### INPUT ROWS

————————

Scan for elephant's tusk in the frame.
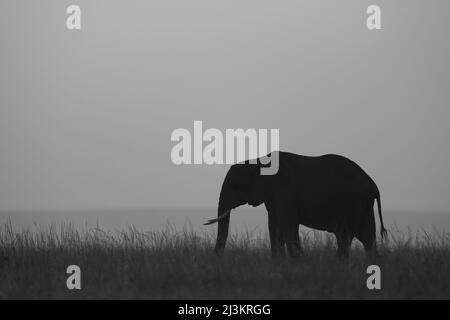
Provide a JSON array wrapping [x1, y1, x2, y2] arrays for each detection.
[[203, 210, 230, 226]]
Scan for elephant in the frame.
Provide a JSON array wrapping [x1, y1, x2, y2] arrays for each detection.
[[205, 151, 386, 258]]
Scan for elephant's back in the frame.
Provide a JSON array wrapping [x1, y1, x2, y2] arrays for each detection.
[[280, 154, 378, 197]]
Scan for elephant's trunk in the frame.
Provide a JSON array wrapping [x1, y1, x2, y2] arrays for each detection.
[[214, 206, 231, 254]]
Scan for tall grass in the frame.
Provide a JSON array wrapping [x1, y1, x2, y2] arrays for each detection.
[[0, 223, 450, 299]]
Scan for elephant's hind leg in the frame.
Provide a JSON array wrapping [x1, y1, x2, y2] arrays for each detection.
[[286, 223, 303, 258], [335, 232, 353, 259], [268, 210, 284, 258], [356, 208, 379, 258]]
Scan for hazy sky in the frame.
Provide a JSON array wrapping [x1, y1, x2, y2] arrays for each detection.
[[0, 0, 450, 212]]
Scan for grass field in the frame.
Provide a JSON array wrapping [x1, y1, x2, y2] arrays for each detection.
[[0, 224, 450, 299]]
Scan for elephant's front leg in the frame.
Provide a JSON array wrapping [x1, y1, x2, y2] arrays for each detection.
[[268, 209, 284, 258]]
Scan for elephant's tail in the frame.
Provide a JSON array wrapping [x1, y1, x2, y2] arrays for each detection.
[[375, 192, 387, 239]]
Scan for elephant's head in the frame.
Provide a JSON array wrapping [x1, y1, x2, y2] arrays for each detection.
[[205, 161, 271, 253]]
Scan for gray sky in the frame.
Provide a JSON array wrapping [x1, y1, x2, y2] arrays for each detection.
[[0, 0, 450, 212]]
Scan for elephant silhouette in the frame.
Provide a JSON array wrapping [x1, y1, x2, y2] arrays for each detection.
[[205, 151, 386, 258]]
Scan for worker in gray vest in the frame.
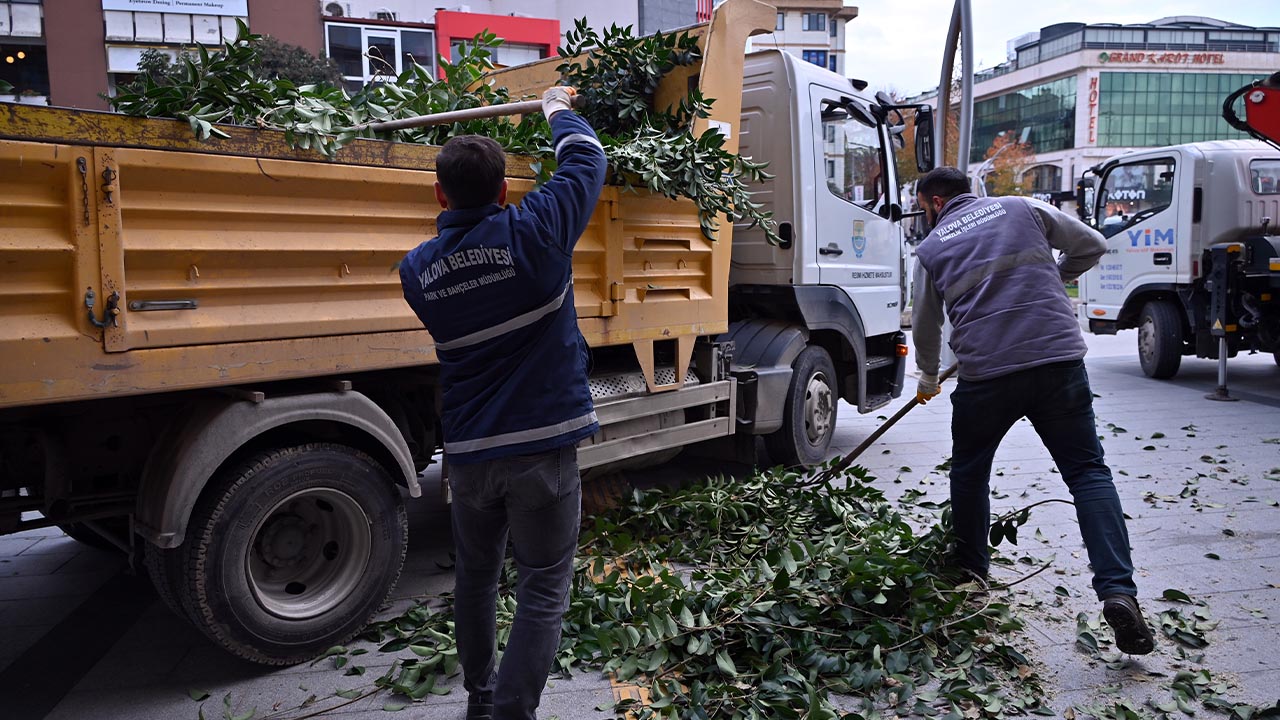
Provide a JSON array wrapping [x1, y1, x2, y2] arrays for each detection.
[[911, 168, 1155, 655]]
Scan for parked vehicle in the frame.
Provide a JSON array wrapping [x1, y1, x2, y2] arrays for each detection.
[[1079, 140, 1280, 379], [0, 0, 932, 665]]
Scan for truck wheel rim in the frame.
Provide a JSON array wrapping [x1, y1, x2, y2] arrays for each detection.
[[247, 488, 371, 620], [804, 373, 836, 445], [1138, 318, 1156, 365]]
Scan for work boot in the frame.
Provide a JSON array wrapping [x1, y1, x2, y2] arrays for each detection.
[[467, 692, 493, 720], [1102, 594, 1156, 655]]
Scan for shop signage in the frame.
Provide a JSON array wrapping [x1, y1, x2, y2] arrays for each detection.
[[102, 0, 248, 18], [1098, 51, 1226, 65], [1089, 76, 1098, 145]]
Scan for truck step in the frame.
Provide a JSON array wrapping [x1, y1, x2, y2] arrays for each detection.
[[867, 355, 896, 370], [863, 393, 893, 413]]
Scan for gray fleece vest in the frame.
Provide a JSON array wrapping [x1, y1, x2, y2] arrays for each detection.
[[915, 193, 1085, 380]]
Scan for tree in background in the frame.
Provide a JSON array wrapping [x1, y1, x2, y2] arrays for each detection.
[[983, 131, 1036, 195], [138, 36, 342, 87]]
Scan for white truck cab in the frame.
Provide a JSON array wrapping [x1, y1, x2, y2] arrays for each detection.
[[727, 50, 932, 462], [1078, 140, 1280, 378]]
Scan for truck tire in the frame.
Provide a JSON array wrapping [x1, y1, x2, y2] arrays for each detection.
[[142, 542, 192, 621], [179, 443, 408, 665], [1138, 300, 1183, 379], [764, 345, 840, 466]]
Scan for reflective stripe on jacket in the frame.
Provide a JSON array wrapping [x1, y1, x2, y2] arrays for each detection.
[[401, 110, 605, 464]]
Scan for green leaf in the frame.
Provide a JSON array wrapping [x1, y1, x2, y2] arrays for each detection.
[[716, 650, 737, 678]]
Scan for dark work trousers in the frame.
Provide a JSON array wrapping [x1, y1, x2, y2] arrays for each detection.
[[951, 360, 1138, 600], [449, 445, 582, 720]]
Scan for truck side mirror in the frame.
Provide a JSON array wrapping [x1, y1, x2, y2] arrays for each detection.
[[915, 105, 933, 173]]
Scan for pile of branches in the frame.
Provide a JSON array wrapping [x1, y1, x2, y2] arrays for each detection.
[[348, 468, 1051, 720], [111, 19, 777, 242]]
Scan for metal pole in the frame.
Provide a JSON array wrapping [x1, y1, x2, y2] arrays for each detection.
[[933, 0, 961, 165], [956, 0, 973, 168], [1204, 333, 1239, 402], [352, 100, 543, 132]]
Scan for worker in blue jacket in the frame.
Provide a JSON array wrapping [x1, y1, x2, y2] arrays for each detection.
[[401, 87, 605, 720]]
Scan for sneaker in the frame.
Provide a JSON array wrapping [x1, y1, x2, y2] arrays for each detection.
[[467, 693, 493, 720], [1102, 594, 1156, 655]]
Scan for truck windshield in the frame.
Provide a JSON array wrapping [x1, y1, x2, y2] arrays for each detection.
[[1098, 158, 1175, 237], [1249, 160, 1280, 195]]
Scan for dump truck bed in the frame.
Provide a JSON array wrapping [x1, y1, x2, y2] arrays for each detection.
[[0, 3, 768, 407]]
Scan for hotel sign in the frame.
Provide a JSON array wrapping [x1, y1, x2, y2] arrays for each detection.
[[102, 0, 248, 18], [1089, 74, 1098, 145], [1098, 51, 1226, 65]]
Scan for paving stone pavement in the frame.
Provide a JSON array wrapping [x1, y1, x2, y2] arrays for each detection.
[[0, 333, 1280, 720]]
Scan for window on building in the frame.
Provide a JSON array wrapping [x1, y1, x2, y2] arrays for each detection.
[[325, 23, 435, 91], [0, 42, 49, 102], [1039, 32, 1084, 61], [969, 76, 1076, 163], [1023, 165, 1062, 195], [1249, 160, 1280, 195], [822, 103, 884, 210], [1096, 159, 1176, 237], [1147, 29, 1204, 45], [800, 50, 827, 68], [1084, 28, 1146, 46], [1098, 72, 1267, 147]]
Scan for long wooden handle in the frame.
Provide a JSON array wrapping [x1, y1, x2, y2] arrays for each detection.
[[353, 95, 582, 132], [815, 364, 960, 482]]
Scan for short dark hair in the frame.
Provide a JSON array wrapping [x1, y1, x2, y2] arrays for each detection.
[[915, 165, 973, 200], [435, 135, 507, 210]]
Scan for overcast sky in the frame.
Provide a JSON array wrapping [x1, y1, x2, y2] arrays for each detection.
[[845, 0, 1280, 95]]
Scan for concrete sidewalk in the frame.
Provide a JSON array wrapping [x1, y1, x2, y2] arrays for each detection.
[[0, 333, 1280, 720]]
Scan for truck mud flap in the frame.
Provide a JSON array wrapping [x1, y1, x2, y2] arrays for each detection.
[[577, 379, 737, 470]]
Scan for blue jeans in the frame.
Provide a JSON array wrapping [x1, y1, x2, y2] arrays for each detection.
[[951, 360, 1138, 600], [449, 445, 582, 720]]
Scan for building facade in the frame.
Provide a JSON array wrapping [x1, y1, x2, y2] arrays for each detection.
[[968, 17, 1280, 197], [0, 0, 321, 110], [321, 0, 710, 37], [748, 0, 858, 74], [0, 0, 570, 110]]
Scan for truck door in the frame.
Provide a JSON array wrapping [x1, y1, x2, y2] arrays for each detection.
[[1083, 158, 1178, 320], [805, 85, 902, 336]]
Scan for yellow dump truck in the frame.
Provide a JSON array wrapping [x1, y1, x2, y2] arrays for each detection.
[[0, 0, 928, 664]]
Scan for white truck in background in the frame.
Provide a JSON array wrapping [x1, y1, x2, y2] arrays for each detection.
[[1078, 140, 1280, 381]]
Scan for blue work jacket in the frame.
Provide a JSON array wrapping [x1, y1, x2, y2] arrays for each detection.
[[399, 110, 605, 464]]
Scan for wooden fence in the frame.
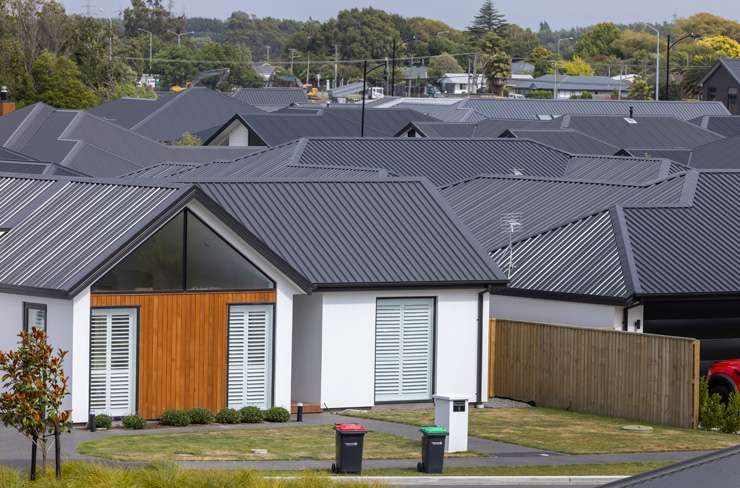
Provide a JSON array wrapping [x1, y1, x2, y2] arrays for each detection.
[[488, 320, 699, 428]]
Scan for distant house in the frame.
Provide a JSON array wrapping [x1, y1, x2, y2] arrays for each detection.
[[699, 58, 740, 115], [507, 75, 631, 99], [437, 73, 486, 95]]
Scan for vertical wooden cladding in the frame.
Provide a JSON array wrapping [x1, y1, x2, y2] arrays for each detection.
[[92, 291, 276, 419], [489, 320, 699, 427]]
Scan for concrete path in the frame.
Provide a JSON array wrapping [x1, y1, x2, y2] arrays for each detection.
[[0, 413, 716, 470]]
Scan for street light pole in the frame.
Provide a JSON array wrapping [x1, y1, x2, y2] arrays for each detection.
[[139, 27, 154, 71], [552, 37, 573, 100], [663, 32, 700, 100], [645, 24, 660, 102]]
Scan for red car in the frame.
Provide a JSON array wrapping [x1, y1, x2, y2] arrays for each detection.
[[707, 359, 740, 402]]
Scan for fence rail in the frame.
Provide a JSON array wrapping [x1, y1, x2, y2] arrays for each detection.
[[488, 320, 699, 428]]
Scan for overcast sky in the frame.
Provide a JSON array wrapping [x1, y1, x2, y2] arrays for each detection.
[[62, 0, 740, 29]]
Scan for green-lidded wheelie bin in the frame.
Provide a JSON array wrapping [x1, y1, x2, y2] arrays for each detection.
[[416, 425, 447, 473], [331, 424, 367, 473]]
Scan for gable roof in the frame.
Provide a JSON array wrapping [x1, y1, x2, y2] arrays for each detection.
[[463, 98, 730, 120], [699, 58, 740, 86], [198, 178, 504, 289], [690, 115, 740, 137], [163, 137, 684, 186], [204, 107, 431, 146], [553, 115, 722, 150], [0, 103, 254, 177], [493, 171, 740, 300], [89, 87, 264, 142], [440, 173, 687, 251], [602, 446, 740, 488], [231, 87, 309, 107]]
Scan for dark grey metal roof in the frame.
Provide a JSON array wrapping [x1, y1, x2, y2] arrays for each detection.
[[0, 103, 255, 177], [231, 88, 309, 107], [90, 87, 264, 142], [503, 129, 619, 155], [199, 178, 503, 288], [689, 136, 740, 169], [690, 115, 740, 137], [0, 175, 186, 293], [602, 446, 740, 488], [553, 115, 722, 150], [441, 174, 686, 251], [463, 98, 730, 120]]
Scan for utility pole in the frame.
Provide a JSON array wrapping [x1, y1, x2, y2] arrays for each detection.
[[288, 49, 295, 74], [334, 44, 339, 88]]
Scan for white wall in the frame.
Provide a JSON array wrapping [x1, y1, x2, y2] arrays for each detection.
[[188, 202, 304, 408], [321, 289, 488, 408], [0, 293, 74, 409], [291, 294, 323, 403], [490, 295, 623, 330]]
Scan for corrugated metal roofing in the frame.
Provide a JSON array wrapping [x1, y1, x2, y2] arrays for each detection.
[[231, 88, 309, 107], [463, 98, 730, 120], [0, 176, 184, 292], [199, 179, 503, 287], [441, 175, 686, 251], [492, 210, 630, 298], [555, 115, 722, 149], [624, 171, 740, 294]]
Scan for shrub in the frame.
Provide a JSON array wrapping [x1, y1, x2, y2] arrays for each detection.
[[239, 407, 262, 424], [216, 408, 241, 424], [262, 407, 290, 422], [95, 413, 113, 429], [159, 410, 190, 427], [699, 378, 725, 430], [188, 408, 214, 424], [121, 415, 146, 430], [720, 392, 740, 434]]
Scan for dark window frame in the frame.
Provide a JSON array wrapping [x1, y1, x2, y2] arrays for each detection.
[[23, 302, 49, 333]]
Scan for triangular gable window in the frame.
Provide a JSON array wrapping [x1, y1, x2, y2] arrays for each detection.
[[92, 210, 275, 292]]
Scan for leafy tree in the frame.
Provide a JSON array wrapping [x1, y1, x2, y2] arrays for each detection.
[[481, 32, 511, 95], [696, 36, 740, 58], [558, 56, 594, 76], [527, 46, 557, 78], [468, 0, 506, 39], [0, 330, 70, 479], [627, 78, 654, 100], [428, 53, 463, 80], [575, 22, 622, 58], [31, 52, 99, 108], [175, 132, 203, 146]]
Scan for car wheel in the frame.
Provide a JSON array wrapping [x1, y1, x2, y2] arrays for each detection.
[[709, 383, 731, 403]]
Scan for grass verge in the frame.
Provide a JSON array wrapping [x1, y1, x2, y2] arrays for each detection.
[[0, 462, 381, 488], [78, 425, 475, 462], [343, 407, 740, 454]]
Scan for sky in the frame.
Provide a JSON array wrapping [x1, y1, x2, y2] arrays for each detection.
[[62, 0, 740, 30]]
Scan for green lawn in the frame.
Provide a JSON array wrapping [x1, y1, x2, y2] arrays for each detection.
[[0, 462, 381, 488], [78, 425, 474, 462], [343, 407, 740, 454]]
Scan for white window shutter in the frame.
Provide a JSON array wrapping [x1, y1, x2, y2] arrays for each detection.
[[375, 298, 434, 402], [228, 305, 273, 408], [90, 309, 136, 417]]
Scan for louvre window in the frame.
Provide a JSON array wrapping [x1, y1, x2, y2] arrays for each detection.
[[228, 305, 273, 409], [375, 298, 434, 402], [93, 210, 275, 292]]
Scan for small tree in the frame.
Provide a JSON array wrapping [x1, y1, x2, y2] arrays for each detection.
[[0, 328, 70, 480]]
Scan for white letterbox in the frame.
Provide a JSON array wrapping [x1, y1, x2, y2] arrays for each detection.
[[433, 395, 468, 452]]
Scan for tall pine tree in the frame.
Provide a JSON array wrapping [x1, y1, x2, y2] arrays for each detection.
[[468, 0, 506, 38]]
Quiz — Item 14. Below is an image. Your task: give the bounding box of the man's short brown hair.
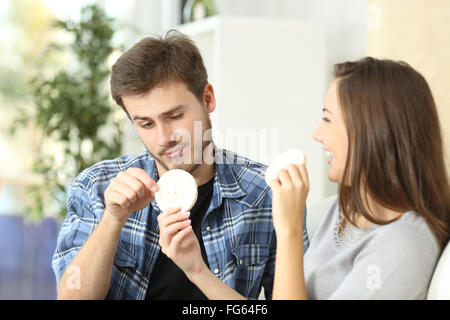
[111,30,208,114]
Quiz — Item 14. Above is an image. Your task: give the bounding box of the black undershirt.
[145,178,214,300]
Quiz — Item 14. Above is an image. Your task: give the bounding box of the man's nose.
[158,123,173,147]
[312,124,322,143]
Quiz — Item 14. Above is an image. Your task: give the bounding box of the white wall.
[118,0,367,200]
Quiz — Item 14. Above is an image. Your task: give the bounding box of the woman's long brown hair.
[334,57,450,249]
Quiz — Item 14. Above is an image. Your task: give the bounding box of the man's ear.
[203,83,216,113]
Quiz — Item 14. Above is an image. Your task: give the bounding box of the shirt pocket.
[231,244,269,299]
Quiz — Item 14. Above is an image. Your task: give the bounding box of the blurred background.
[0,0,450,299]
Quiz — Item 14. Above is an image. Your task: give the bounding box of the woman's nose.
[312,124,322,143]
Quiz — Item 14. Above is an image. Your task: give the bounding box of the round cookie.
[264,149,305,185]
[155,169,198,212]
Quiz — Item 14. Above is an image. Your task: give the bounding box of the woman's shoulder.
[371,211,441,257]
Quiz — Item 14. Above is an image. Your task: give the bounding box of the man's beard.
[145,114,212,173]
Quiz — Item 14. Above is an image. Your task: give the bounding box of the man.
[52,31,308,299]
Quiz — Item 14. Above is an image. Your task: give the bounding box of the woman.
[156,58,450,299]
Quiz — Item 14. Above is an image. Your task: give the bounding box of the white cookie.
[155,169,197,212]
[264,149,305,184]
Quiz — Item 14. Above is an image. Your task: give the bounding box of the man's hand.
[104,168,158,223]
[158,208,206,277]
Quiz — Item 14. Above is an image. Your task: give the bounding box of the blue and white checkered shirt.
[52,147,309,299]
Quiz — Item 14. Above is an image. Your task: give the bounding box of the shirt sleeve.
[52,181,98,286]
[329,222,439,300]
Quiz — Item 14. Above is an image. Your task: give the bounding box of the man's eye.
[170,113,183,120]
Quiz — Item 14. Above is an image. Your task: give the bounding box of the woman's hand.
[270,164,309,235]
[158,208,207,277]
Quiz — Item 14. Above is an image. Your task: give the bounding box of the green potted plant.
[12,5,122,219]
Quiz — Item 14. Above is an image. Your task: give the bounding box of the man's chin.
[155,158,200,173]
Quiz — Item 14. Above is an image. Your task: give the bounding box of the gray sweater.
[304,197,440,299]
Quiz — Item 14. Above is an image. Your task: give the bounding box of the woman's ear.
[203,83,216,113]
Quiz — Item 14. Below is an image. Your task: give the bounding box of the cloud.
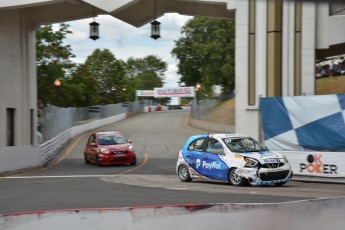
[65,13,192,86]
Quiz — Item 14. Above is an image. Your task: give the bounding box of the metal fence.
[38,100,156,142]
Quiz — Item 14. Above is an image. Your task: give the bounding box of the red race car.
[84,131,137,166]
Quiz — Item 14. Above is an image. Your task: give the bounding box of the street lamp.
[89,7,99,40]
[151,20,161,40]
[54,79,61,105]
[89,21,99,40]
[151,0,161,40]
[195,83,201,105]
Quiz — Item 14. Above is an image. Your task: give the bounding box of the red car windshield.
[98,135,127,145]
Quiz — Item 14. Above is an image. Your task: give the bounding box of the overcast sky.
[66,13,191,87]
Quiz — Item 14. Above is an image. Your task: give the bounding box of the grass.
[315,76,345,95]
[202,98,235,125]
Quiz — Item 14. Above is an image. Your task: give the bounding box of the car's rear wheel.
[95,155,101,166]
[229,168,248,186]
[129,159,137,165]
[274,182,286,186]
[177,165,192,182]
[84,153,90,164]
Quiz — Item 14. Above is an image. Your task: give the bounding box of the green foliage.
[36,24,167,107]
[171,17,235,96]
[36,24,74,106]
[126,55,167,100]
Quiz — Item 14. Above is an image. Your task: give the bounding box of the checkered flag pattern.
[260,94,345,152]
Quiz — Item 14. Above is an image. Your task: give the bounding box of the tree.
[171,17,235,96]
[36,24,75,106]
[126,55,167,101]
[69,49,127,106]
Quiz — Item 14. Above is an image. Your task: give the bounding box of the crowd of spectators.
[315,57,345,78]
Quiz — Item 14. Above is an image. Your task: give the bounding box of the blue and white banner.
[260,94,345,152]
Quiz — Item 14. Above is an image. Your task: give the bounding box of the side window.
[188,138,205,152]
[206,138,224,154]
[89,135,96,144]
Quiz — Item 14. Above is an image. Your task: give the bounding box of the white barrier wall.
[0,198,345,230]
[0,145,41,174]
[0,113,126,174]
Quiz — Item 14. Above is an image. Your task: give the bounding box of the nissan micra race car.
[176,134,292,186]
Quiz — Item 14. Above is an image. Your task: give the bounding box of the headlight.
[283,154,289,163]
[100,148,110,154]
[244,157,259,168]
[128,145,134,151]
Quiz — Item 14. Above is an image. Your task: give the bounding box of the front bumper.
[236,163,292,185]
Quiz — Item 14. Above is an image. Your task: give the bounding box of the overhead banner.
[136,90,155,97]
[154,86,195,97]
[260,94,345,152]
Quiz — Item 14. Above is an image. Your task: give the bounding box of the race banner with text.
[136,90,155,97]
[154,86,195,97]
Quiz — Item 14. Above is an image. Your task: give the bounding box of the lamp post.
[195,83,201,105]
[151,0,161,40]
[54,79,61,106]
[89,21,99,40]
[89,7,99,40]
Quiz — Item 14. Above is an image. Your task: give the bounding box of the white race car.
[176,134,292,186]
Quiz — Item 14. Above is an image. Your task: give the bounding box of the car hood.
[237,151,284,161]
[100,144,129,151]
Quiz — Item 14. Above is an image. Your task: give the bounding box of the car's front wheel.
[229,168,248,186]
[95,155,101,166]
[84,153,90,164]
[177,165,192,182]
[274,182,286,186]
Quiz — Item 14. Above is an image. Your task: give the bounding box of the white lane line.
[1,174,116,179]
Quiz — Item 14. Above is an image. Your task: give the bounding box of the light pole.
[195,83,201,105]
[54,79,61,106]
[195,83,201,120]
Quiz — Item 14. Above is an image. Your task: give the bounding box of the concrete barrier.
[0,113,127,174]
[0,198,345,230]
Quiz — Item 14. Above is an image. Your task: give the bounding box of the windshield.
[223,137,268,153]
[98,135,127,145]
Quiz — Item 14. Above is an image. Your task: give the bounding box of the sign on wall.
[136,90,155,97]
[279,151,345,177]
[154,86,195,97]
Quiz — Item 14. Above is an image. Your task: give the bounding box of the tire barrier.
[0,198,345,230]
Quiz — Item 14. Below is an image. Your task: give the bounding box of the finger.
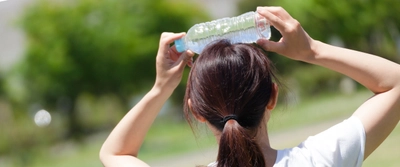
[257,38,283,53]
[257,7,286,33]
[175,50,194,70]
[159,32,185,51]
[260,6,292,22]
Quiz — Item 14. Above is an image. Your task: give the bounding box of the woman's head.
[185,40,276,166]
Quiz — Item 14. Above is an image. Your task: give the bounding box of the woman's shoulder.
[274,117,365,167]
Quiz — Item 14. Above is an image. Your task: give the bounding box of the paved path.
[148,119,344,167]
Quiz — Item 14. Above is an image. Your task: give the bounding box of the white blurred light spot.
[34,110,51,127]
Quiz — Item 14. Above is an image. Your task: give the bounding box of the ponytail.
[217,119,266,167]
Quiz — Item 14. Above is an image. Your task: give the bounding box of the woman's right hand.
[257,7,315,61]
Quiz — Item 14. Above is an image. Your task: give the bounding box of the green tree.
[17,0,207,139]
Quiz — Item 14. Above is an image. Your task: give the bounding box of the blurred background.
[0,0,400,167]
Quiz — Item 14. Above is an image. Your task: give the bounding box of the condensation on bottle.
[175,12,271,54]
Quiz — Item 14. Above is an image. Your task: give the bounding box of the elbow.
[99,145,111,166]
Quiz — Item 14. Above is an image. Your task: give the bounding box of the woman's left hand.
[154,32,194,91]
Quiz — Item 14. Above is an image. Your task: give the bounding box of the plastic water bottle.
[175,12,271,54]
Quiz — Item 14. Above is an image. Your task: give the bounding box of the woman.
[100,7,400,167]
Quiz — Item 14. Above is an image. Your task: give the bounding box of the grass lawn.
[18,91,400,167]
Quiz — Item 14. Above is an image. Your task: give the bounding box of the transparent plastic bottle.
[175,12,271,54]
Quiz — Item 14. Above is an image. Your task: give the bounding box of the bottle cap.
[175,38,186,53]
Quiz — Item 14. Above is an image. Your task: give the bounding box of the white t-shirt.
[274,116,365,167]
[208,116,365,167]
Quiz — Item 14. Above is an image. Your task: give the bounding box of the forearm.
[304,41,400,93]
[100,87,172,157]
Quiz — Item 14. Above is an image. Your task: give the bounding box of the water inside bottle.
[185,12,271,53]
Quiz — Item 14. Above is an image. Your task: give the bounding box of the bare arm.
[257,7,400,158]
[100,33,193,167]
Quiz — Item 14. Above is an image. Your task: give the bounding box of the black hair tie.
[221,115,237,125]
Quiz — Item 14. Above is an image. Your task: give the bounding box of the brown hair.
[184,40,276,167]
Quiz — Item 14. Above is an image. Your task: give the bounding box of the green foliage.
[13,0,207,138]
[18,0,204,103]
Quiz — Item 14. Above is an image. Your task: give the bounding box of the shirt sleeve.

————————

### WRITTEN TASK
Reproduce every line of the data, starting at the beginning and ending at the line that contains "[[0, 224, 450, 299]]", both inclusive, and add 95 to each bounding-box coordinate while leaving all other text unchanged. Omit the pictures.

### EXERCISE ANSWER
Scan for elephant's tusk in the frame.
Provide a JSON array wrapping [x1, y1, x2, y2] arrays for each detection.
[[298, 305, 325, 321]]
Scan for elephant in the frame.
Provide a JSON array wrapping [x1, y1, x2, y2] arrays for each detection.
[[300, 246, 481, 353]]
Scan for elephant's back in the frame.
Provide a JSON array wrapping [x1, y1, x2, y2] arrays for each detection.
[[375, 249, 473, 292]]
Scan for elephant's trunk in the frame.
Provide a JSON array wrapping [x1, y1, x2, y2] arrays for each detection.
[[309, 301, 326, 349]]
Scan for tall grass in the frame.
Provide a JSON array wrapping [x1, y1, x2, y2] arrays for each detection.
[[95, 318, 545, 394]]
Scan for elephant's hind leg in the frame.
Provide a JSON array wrapping [x1, y1, x2, y2] arrays for each detection.
[[381, 318, 398, 353], [430, 327, 448, 354], [363, 305, 379, 353], [451, 303, 474, 353]]
Scan for hazy sky in the frame.
Provide a JSON array wrapping [x1, y1, x2, y2] arrays for each detection.
[[95, 95, 545, 307]]
Scan for grass field in the frame.
Provide a JSON array wrapping [x1, y1, x2, y2] arrays for each detection.
[[95, 319, 545, 394]]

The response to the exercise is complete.